### SELECTED EXTRACT ###

Comprehensive Assessment for Resonance Disorders: Typical Components

Note: Some components of the Comprehensive Assessment for Resonance Disorders are similar to those for cleft lip and palate. See Comprehensive Assessment for Cleft Lip and Palate: Typical Components for comparison.

Area Components
Case History
  • Family history of cleft palate, resonance disorders, VPD, and/or speech-language disorders
  • Medical history, including history of cleft palate; presence of neurologic conditions or injury (e.g., dysarthria, apraxia, stroke, tumor, trauma); surgical history (e.g., tonsillectomy, adenoidectomy, cleft repair surgery or surgeries); and current medications
  • For children, developmental history
  • History of speech-language treatment (including speech treatment post cochlear implant)
  • History of treatment for temporary or permanent hearing loss
  • History of known syndromes and results of prior genetic testing
  • History of current or past feeding or swallowing difficulties and nasal regurgitation of food or liquid
  • History of atypical nasal congestion, difficulty breathing through the nose, or snoring concerns
  • Onset of resonance problem, including how long it has been present, whether it fluctuates, and under what circumstances
Audiologic Assessment
  • Otoscopic examination
  • Immittance testing to assess middle ear function
  • Pure-tone air and bone conduction to determine presence and type of hearing loss
  • Otoacoustic emissions testing to assess outer hair cell function
  • Word recognition (discrimination)
  • Speech recognition (closed or open set, depending on age)
See ASHA’s Practice Portal page on Hearing Loss in Children for information about full audiologic assessment.
Feeding and Swallowing
  • Concerns related to (or history of) nasal regurgitation of food or liquid (may be present in patients with hypernasal resonance secondary to VPD or a fistula).

###

### EXERCISE SET
(a) Set down the part of the resonance disorders assessment outline from "Comprehensive Assessment for Resonance Disorders: Typical" up to and including "Components for comparison.".
(b) Resume the resonance disorders assessment outline from the point where it stops.

### DATA EXTRACT ###

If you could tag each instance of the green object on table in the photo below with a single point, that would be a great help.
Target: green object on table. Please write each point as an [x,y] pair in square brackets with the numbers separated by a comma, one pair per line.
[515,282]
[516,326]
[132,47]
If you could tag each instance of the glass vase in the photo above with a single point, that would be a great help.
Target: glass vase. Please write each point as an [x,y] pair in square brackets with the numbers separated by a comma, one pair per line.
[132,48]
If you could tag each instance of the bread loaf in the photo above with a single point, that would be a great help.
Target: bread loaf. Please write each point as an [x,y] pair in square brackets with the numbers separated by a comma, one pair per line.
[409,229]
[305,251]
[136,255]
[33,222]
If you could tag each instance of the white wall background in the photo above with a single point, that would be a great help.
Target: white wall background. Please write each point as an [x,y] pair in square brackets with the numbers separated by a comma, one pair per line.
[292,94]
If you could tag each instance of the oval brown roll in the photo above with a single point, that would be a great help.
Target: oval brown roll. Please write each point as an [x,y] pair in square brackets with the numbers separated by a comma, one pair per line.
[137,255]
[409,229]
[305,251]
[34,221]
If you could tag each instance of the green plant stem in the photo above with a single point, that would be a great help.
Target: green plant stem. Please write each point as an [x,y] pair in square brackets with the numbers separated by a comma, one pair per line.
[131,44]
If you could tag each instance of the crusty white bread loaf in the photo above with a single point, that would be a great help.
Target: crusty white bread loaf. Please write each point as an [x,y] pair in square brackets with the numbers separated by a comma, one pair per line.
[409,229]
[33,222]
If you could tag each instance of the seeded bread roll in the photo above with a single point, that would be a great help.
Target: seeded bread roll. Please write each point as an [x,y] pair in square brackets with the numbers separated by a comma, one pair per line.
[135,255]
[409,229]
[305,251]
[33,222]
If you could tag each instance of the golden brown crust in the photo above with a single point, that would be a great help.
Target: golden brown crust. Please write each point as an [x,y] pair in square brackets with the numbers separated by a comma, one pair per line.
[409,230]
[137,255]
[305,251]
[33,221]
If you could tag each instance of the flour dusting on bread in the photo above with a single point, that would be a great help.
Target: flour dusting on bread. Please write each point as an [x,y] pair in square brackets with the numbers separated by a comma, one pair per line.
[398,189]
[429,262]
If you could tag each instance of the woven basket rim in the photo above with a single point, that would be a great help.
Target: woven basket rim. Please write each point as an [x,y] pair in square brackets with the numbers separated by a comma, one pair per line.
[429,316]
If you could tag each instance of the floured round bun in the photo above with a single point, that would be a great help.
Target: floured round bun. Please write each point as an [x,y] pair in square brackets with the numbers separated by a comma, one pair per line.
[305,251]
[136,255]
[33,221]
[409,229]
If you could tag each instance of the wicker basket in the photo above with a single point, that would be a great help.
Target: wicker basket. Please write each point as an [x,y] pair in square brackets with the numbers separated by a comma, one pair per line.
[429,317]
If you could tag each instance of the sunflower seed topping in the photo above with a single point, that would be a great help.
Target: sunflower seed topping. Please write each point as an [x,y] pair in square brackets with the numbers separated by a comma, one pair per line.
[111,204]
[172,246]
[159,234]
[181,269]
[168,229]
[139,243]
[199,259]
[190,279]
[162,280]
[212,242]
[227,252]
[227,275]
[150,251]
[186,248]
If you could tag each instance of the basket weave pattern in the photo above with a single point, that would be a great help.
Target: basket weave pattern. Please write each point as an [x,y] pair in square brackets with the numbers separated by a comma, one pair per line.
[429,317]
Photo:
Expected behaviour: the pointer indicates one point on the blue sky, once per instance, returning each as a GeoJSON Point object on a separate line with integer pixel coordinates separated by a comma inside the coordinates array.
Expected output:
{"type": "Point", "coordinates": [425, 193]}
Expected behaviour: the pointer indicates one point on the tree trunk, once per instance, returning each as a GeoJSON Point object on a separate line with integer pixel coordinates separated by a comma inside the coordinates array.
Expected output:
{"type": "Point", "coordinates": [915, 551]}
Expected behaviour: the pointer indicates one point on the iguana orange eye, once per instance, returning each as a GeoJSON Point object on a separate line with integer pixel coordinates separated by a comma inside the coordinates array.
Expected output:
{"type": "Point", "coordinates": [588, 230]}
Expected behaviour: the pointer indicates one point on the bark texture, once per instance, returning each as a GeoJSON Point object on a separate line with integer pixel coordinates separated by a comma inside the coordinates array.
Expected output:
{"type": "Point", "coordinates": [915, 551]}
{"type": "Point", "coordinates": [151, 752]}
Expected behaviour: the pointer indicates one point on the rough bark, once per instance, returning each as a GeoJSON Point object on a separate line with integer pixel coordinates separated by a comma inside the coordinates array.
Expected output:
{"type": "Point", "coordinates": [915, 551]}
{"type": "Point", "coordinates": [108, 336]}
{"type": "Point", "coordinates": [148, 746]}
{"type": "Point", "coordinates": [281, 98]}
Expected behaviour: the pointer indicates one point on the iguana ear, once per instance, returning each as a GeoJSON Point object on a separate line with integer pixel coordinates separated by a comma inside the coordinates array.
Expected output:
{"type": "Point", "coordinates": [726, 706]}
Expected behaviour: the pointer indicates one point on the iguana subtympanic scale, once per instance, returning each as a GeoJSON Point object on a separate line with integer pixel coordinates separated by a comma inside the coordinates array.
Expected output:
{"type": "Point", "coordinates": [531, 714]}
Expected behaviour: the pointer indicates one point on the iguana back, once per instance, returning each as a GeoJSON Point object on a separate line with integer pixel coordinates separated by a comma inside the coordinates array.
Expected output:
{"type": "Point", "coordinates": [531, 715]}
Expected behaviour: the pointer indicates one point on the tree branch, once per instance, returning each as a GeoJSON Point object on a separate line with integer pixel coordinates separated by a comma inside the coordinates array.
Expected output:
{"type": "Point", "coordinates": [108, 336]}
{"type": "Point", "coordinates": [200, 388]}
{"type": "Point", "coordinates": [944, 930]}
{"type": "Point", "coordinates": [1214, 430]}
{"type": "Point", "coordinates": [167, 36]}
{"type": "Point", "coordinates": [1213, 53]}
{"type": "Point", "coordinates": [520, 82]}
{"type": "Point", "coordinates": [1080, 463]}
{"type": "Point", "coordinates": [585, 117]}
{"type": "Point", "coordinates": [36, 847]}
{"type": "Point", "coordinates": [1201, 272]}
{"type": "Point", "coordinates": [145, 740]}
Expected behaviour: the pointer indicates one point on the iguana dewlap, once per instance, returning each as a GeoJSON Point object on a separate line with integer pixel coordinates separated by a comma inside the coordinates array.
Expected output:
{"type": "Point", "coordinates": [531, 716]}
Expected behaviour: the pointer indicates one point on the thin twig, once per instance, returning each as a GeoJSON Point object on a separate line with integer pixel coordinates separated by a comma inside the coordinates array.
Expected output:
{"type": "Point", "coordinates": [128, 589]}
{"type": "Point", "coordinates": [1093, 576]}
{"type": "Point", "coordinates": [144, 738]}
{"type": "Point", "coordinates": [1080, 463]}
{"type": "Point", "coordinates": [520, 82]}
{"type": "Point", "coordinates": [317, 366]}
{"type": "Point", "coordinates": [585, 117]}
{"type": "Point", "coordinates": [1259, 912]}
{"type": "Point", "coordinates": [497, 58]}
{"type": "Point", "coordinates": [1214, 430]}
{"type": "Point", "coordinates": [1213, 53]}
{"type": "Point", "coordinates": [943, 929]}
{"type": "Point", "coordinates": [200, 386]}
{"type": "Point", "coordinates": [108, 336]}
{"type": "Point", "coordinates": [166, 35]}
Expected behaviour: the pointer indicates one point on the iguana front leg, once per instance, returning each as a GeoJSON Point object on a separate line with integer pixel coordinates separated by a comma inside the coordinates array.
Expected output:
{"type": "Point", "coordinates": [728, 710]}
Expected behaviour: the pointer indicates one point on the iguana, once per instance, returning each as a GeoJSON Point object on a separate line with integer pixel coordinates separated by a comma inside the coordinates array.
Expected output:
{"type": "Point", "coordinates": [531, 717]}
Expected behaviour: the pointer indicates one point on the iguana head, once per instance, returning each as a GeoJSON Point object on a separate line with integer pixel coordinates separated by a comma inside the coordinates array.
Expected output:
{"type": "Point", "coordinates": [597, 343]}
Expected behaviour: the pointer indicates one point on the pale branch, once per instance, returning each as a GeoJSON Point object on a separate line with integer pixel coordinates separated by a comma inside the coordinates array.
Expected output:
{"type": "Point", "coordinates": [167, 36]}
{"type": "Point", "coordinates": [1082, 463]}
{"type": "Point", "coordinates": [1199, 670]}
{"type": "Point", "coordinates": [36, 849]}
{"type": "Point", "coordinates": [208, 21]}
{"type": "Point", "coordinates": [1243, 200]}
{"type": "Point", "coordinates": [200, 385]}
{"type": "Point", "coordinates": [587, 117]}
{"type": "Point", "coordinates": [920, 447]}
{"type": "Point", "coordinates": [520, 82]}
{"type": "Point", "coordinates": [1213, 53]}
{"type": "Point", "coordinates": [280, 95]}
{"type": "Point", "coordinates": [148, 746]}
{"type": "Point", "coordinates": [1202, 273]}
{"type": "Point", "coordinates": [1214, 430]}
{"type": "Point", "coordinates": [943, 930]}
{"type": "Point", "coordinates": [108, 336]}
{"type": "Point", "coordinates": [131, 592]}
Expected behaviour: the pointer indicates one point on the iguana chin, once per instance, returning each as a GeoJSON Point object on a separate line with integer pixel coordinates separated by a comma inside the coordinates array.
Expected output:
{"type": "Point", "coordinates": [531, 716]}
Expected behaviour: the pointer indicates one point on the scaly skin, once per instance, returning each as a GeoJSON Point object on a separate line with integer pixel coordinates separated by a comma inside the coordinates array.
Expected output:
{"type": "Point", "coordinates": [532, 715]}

###

### SOLVED PROBLEMS
(a)
Comprehensive Assessment for Resonance Disorders: Typical Components

Note: Some components of the Comprehensive Assessment for Resonance Disorders are similar to those for cleft lip and palate. See Comprehensive Assessment for Cleft Lip and Palate: Typical Components for comparison.

(b)
  • When feeding and/or swallowing difficulties are present, instrumental studies may be indicated.
See ASHA’s Practice Portal pages on Pediatric Feeding and Swallowing and Adult Dysphagia. See also ASHA’s Practice Portal page on Cleft Lip and Palate for information related to feeding and swallowing concerns in that population.
Oral Mechanism Examination
  • Visually examine individual for structural differences/abnormalities (e.g., proportion and symmetry) of the craniofacial complex (including face, nose, eyes, ears, skull, and profile).
  • Evaluate oral structure and function; assess for
    • symmetry, strength, and movement of oral structures (lips, jaw, tongue, velum);
    • length of the soft palate relative to the depth of the oropharynx;
    • presence of fistulas in the hard and/or soft palate (evaluate for size, location, and patency);
    • signs of possible submucous cleft, including bifid uvula, zona pellucida, or tenting of the velum during phonation;
    • presence and size of tonsillar tissue (large tonsils can play a role in airway and resonance problems); and
    • evidence of past surgeries (e.g., scarring, tissue excision, pharyngeal flap).
Perceptual Evaluation of Speech
  • Precedes and determines the need for instrumental assessment.
  • Includes assessment of resonance and airflow, classification of speech sound errors, and correlation of perceptual speech data with orofacial exam findings.

    See A Guide for Cleft Palate Speech Sampling [PDF] (adapted with permission from Trost-Cardamone, 2013) for a list of stimuli and tasks that can be used. See also Chapman et al. (2016) and Peterson-Falzone et al. (2017) for a listing of the American English Sentence Sample (AESS) developed by Trost-Cardamone (2012) and Kummer (2020b) for a list of syllables and sentences for differential diagnosis. See Peterson-Falzone et al. (2017) for a listing of the UPS Spanish sentence protocol (Cleves et al., 2009).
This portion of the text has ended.